◆ **TO BE DONE**:
[1] Judge each statement against the Futuro Beach film entry below, answering yes or no and quoting the words of the entry that decide it: (a) the film was shot in Fortaleza and Berlin; (b) the film premiered at the 65th Berlin International Film Festival; (c) Hauschka wrote the film's music.
[2] According to the Futuro Beach film entry below, on what date did the film open in Brazil?

◆ **EXCERPT TO READ**:
----
- Theatrical release poster
- Portuguese: Praia do Futuro
- Directed by: Karim Aïnouz
- Written by: Felipe Bragança; Karim Aïnouz;
- Produced by: Geórgia Costa Araújo; Hank Levine;
- Starring: Wagner Moura; Clemens Schick; Jesuíta Barbosa;
- Cinematography: Ali Olay Gözkaya
- Edited by: Isabela Monteiro de Castro
- Music by: Hauschka
- Production companies: Coração da Selva; Hank Levine Film; Detailfilm; Watchmen Productions;
- Distributed by: California Filmes (Brazil); Real Fiction (Germany);
- Release dates: 11 February 2014 (Berlin); 1 May 2014 (Brazil); 2 October 2014 (Germany);
- Running time: 106 minutes
- Countries: Brazil; Germany;
- Languages: Portuguese; German;
- Budget: $4 million
- Box office: $779,835

= Futuro Beach =

2014 film by Karim Aïnouz

Futuro Beach (Praia do Futuro) is a 2014 drama film co-written and directed by Karim Aïnouz, and starring Wagner Moura, Clemens Schick and Jesuíta Barbosa. Shot in Fortaleza and Berlin, the film had its world premiere in the competition section of the 64th Berlin International Film Festival.
----
◆ **DATA EXCERPT**:

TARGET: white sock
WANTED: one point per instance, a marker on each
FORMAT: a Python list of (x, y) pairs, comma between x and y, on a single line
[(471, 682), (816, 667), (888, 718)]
----
◆ **FULL SOLUTIONS**:
[1]
(a) Yes: "Shot in Fortaleza and Berlin"
(b) No: "the competition section of the 64th Berlin International Film Festival"
(c) Yes: "Music by: Hauschka"

[2] 1 May 2014